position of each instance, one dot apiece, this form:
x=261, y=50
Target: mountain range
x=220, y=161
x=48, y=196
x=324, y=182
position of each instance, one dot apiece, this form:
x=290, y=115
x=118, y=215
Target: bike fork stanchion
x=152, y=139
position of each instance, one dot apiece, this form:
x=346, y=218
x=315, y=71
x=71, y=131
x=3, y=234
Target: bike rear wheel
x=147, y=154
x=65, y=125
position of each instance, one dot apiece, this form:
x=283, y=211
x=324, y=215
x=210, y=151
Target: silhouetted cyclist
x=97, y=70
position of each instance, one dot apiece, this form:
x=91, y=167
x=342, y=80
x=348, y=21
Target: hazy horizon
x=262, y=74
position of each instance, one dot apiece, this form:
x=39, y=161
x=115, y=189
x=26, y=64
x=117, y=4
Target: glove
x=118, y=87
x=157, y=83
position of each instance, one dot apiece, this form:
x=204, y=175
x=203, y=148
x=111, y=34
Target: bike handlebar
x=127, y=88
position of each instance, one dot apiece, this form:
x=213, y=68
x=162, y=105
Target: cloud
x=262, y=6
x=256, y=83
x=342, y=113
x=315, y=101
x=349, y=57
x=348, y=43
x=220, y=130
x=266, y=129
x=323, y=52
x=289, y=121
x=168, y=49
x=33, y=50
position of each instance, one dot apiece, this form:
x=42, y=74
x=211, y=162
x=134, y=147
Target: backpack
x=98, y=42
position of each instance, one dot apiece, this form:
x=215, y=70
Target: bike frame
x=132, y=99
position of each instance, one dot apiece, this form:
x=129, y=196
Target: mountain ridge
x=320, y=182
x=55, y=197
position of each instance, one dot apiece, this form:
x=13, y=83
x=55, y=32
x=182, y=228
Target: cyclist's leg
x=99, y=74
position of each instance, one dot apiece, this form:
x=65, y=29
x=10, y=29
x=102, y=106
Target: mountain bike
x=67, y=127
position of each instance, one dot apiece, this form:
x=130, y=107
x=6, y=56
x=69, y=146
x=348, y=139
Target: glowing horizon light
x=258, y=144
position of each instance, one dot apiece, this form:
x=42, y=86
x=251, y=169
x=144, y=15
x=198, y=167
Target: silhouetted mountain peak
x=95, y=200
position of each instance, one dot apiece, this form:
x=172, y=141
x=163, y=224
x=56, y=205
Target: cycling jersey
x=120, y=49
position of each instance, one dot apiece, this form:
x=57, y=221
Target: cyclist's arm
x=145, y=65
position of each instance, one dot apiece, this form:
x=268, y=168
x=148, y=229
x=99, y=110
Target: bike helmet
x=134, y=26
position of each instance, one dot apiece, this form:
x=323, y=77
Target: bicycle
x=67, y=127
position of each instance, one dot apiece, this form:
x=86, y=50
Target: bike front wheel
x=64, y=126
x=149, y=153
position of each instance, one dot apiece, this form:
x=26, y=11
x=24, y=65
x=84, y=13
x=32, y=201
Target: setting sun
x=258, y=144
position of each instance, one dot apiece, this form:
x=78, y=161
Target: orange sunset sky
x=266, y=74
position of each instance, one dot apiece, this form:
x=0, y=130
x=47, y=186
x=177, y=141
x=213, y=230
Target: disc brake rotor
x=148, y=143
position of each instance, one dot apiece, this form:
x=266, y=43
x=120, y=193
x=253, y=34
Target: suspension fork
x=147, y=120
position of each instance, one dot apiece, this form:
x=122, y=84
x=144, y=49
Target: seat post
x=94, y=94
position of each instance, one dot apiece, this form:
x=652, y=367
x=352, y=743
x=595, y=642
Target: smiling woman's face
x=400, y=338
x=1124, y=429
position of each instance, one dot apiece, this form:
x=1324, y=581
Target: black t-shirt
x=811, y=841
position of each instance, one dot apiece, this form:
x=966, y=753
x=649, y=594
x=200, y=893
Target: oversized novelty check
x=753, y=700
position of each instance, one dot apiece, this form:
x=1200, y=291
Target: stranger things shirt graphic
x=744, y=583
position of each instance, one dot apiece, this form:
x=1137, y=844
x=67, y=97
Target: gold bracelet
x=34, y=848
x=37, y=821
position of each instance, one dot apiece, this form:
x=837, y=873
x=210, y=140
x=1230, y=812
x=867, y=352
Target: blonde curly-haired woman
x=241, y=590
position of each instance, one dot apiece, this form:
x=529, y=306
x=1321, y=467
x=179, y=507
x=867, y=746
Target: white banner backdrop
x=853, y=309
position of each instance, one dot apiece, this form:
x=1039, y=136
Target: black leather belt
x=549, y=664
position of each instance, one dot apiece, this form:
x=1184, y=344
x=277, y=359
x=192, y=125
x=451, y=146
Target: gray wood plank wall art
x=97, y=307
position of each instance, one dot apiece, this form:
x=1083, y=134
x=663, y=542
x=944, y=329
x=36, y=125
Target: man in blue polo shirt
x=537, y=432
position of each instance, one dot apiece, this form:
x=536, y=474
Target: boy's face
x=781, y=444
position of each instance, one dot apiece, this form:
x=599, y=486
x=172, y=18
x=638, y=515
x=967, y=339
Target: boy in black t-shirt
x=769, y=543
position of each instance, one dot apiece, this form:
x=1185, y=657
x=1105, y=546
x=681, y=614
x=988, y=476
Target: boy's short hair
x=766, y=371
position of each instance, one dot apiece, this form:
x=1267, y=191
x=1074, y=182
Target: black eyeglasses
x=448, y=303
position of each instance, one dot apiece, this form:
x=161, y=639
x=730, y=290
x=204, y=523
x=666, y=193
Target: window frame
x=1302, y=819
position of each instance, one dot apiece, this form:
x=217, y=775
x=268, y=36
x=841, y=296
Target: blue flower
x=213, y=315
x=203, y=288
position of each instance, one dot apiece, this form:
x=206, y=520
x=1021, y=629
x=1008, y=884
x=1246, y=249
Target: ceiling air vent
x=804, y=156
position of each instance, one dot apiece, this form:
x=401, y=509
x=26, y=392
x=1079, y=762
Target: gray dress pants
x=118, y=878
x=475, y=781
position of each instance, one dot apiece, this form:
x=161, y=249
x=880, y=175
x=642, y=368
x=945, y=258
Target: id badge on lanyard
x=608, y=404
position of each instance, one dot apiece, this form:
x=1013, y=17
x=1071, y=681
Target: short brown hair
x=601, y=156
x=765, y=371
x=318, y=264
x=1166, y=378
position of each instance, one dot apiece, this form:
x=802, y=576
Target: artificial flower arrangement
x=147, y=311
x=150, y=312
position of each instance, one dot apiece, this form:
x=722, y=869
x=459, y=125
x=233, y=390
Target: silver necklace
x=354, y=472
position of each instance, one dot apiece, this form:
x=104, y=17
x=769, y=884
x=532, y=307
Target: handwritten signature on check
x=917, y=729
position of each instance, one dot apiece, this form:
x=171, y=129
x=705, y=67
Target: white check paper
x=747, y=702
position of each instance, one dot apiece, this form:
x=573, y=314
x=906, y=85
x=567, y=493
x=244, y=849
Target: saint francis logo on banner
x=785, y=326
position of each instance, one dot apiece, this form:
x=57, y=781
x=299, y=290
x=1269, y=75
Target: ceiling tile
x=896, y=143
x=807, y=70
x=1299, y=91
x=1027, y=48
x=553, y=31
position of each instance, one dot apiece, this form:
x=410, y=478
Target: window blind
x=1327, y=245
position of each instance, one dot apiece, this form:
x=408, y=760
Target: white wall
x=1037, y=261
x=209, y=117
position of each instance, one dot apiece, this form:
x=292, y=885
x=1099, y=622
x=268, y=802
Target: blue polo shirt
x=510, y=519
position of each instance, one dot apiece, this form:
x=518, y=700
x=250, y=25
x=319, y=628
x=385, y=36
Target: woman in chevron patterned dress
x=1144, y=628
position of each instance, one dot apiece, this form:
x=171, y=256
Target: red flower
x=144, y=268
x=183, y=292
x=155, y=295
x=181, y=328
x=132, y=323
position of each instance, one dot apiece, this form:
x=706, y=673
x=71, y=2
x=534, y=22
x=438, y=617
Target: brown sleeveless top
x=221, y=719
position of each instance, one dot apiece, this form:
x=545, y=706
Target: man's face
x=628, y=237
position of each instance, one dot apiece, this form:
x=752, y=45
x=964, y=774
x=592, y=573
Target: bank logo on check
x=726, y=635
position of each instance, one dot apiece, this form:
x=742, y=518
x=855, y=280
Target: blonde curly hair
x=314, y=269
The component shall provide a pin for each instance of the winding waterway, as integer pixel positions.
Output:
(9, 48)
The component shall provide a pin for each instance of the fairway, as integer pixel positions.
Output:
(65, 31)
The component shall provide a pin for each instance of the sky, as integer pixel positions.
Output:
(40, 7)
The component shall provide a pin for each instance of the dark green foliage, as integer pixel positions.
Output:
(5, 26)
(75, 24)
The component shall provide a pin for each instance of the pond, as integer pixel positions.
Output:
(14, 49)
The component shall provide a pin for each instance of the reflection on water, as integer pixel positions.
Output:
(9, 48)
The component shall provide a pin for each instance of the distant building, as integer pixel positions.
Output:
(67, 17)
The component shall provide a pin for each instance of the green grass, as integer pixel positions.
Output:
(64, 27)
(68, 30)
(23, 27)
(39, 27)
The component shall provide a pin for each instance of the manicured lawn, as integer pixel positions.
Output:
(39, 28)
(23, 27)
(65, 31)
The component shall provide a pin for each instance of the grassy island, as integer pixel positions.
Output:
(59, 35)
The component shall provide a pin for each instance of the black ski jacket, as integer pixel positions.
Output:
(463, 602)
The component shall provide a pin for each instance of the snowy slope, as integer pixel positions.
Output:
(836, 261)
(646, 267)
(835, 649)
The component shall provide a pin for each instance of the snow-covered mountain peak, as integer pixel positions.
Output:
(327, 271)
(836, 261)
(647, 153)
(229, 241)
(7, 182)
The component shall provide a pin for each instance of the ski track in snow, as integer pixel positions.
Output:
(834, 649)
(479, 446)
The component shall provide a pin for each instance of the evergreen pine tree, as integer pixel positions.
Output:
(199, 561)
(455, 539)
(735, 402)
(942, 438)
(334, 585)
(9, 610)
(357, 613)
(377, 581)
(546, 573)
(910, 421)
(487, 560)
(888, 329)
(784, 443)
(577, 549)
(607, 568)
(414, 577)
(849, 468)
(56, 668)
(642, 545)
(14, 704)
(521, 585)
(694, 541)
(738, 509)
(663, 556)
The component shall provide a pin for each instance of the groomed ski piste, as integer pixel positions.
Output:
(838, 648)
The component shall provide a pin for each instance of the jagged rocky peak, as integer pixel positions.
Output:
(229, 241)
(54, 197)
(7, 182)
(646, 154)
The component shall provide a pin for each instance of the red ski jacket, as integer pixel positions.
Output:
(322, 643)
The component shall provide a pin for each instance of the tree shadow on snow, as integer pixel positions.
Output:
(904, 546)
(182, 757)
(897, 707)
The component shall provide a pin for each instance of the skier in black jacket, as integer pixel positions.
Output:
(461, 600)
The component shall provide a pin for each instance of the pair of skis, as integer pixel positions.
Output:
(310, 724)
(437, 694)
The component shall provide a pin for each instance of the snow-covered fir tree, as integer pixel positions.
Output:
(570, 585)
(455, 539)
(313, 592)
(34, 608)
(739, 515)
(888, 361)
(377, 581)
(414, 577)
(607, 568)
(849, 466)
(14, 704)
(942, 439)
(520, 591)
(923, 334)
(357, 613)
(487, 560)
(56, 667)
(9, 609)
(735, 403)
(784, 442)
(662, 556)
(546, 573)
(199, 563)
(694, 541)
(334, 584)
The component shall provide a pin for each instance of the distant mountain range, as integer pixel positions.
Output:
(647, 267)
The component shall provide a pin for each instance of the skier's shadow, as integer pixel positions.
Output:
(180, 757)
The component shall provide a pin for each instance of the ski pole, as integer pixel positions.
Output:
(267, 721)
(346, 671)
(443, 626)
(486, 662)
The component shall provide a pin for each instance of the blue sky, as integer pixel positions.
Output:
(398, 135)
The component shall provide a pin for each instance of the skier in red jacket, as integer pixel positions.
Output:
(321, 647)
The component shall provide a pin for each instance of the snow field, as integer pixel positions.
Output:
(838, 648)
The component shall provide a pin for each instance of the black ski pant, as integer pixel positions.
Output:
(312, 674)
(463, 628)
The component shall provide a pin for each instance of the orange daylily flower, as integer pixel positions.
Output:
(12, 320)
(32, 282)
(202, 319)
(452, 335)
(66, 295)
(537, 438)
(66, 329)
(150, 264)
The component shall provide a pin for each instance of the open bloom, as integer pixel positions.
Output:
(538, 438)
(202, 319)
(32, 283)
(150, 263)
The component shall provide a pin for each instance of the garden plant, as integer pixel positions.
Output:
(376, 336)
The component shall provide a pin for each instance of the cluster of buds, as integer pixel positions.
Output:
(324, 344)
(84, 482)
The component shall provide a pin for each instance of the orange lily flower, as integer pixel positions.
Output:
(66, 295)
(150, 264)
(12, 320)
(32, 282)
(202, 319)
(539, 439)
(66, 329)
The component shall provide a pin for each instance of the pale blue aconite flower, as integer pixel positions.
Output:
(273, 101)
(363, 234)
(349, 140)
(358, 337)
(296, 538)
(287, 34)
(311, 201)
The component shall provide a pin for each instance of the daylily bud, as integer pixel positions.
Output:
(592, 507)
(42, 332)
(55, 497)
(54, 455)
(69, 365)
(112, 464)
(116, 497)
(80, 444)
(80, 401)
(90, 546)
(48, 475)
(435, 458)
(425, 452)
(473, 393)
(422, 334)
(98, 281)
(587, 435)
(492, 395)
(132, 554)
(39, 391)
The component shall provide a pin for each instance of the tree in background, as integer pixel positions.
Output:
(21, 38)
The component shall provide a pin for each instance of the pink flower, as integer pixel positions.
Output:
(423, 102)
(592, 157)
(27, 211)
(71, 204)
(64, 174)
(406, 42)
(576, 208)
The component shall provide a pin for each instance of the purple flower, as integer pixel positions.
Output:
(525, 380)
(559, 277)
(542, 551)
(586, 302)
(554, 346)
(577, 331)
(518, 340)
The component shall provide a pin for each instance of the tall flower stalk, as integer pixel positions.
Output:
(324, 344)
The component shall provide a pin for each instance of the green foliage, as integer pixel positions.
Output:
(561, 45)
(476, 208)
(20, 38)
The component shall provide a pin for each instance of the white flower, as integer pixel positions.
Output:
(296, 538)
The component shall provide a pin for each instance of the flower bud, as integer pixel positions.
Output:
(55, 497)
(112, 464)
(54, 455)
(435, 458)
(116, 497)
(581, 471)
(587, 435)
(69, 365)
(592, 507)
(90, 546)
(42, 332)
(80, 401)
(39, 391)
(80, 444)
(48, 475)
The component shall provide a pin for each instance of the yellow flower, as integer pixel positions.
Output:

***

- What you need to do
Reproduce the data verbatim, beginning with its first line and continuing through the line that contains "x=152, y=139", with both of these lines included.

- Exercise response
position of each instance, one dot apiece, this form:
x=261, y=50
Target: mountain range
x=220, y=161
x=48, y=196
x=324, y=182
position of each instance, one dot apiece, this form:
x=290, y=115
x=118, y=215
Target: bike fork stanchion
x=152, y=139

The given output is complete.